> **SELECTED EXCERPT**:
"""

REPUBLICANS PLEDGE TO TAKE UP THE FIGHT AFTER CONGRESS RETURNS NEXT WEEK. STAGE
IS SET FOR A BITTER BATTLE.
BYLINE: ROBERT A.
ROSENBLATT and RICHARD SIMON, TIMES STAFF WRITERS
DATELINE: WASHINGTON
BODY:
Mocking the Republican bill to repeal the estate tax as a doomed "snowball
in August," President Clinton vetoed the measure Thursday, setting the stage for
a bitter election-year battle over how to use the massive budget surpluses the
country will enjoy in the coming decades.
GOP leaders promised their
first major task when Congress returns from a monthlong recess next week will be
an attempt to override the veto.
"Apparently, even death can't protect
you from the Clinton-Gore administration's insatiable desire for higher taxes,"
said Senate Majority Leader Trent Lott (R-Miss.), demonstrating some of the
high-pitched rhetoric that marks the fierce debate.
The differences
between the two parties are crystallized in the tax issue. Texas Gov. George W.
Bush declares that Republicans will bring tax relief to hard-pressed Americans.
Vice President Al Gore and his fellow Democrats denounce the estate tax
repeal and other Republican tax cut proposals as giveaways to the
wealthiest citizens.
The federal inheritance tax, dubbed the "death tax"

"""

> **RECORDS SHOWN**:

"""

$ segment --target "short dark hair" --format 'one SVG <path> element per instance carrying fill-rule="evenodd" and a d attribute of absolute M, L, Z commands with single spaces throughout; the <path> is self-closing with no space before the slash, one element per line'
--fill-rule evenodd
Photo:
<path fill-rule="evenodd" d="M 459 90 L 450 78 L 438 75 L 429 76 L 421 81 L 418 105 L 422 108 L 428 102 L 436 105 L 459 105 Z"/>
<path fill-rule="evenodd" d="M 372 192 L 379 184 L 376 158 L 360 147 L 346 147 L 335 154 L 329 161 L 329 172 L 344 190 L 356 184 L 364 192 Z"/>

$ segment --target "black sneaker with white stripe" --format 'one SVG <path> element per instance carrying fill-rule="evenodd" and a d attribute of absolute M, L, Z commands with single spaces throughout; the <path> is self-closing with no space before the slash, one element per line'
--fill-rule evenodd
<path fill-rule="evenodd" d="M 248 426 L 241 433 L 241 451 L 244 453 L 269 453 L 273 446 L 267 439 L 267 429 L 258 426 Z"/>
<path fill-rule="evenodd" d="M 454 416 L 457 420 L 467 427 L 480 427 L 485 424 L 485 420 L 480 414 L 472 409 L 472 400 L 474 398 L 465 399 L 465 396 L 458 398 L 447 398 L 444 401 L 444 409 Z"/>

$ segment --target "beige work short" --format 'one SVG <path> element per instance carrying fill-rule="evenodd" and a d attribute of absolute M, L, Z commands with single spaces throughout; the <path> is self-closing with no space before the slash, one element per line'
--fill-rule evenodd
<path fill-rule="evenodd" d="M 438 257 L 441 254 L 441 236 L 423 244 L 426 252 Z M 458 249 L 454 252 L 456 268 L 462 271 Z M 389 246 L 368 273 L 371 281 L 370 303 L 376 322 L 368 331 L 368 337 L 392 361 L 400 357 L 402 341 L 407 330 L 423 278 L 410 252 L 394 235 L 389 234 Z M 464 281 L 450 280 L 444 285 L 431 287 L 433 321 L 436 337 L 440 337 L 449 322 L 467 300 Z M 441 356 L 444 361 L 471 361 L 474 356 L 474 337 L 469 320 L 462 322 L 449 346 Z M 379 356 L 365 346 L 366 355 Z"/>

"""

> **EXERCISE REQUIREMENTS**:
A – In the estate tax article, what do GOP leaders plan as their first major task when Congress returns from recess?
B – Turn every line of the listing into a Markdown table with the columns No. and Entry, numbering each row and skipping blank lines.

> **CORRECT ANSWERS**:
A – An attempt to override the veto.

B –
| No. | Entry |
|---|---|
| 1 | $ segment --target "short dark hair" --format 'one SVG <path> element per instance carrying fill-rule="evenodd" and a d attribute of absolute M, L, Z commands with single spaces throughout; the <path> is self-closing with no space before the slash, one element per line' |
| 2 | --fill-rule evenodd |
| 3 | Photo: |
| 4 | <path fill-rule="evenodd" d="M 459 90 L 450 78 L 438 75 L 429 76 L 421 81 L 418 105 L 422 108 L 428 102 L 436 105 L 459 105 Z"/> |
| 5 | <path fill-rule="evenodd" d="M 372 192 L 379 184 L 376 158 L 360 147 L 346 147 L 335 154 L 329 161 L 329 172 L 344 190 L 356 184 L 364 192 Z"/> |
| 6 | $ segment --target "black sneaker with white stripe" --format 'one SVG <path> element per instance carrying fill-rule="evenodd" and a d attribute of absolute M, L, Z commands with single spaces throughout; the <path> is self-closing with no space before the slash, one element per line' |
| 7 | --fill-rule evenodd |
| 8 | <path fill-rule="evenodd" d="M 248 426 L 241 433 L 241 451 L 244 453 L 269 453 L 273 446 L 267 439 L 267 429 L 258 426 Z"/> |
| 9 | <path fill-rule="evenodd" d="M 454 416 L 457 420 L 467 427 L 480 427 L 485 424 L 485 420 L 480 414 L 472 409 L 472 400 L 474 398 L 465 399 L 465 396 L 458 398 L 447 398 L 444 401 L 444 409 Z"/> |
| 10 | $ segment --target "beige work short" --format 'one SVG <path> element per instance carrying fill-rule="evenodd" and a d attribute of absolute M, L, Z commands with single spaces throughout; the <path> is self-closing with no space before the slash, one element per line' |
| 11 | --fill-rule evenodd |
| 12 | <path fill-rule="evenodd" d="M 438 257 L 441 254 L 441 236 L 423 244 L 426 252 Z M 458 249 L 454 252 L 456 268 L 462 271 Z M 389 246 L 368 273 L 371 281 L 370 303 L 376 322 L 368 331 L 368 337 L 392 361 L 400 357 L 402 341 L 407 330 L 423 278 L 410 252 L 394 235 L 389 234 Z M 464 281 L 450 280 L 444 285 L 431 287 L 433 321 L 436 337 L 440 337 L 449 322 L 467 300 Z M 441 356 L 444 361 L 471 361 L 474 356 L 474 337 L 469 320 L 462 322 L 449 346 Z M 379 356 L 365 346 L 366 355 Z"/> |